The problem: Extract the data exactly, missing nothing.

Entries:
_ _ _ _ _ _ _

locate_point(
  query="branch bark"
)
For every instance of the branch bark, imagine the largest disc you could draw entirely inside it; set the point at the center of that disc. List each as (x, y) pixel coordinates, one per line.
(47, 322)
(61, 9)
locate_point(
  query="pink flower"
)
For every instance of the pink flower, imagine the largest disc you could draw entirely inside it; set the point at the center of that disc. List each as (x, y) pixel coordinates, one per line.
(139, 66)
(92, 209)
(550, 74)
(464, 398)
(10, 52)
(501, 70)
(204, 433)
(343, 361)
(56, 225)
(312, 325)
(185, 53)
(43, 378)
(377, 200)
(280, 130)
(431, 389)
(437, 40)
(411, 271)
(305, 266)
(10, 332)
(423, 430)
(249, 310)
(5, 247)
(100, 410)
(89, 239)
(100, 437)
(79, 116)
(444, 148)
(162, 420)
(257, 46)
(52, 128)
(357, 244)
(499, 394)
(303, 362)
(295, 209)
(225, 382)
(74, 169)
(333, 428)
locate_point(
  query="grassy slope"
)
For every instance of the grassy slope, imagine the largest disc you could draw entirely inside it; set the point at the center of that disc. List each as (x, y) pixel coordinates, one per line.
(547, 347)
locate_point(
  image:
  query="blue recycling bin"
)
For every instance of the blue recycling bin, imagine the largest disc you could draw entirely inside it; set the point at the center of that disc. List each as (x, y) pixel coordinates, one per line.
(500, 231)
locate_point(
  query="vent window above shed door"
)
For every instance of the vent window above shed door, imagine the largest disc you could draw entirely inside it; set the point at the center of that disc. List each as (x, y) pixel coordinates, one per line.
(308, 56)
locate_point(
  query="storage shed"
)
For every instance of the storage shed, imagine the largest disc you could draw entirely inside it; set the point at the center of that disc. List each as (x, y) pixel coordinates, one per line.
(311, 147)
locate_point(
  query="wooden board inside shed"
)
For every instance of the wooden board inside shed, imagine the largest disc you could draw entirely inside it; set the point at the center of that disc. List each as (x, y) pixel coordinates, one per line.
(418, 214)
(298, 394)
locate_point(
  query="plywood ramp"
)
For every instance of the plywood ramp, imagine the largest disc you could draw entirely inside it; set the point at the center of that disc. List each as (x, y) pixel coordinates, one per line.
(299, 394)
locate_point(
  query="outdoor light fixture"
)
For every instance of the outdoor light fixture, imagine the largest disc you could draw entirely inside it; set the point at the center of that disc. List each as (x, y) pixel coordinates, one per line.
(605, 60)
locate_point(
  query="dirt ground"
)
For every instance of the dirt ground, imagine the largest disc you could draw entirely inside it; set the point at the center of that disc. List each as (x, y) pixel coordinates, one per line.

_ _ _ _ _ _ _

Answer to this task:
locate_point(
  query="branch bark"
)
For every instance of the branch bark, imagine the largest disc you could draw entirely inside it; set the point at the center of that disc. List each as (x, y) pixel coordinates, one per line.
(47, 322)
(61, 9)
locate_point(
  query="pink flower"
)
For every instance of the pink flower, imagine the largest disc you could draw entirely inside it; set the point at the center of that disc. List each as (x, y) pixel coordinates, one per line.
(139, 66)
(92, 209)
(550, 74)
(464, 398)
(10, 52)
(501, 70)
(204, 433)
(343, 361)
(56, 225)
(312, 325)
(185, 53)
(43, 378)
(377, 200)
(280, 130)
(431, 389)
(437, 40)
(411, 271)
(305, 266)
(10, 332)
(423, 430)
(249, 310)
(5, 247)
(100, 410)
(89, 239)
(100, 437)
(79, 116)
(444, 148)
(162, 420)
(257, 46)
(52, 128)
(357, 244)
(499, 394)
(303, 362)
(295, 209)
(225, 382)
(74, 169)
(333, 428)
locate_point(
  query="grassy slope"
)
For every instance of the grassy slope, imagine the largest disc you could draw entirely inside it; set the point at the center of that disc. List each as (x, y) pixel coordinates, one per line.
(547, 347)
locate_point(
  image:
  query="blue recycling bin"
)
For every instance of the blue recycling bin, imagine the largest disc you could draw entirely inside it; set the point at the center of that disc. List each as (x, y) pixel coordinates, one per line.
(500, 231)
locate_point(
  query="vent window above shed door"
)
For every instance of the vent window above shed door, imagine the largest disc you could draw entirely inside it; set the point at the center of that disc. List each as (x, y) pixel coordinates, one per line.
(308, 56)
locate_point(
  query="storage shed"
)
For every instance of the storage shed, imagine the largest disc you could draw entirely inside it; set the point at the center of that disc. List each as (x, y) pixel coordinates, one per line.
(311, 147)
locate_point(
  query="wooden board inside shed"
)
For every instance of the wooden board inside shed, imagine the largest disc you could draw entirely inside it; set the point at the center of that disc. List each as (x, y) pixel coordinates, one per line.
(418, 214)
(298, 394)
locate_point(
  query="plywood ramp"
)
For every instance of the plywood ramp, imagine the largest disc you could draw entirely inside it; set the point at the center of that disc. List each as (x, y) pixel coordinates, one per line.
(299, 394)
locate_point(
  query="outdoor light fixture"
)
For every instance of the outdoor light fixture, imagine the largest disc you could draw entirely inside it; set the point at the center of that disc. List each as (x, y) pixel coordinates, one per line.
(605, 60)
locate_point(
  query="dirt ground"
)
For every instance of the dirt ground, imagine the largest disc you could draw entirely inside it; set the point at the center of that disc. List each as (x, y) pixel coordinates, one per line.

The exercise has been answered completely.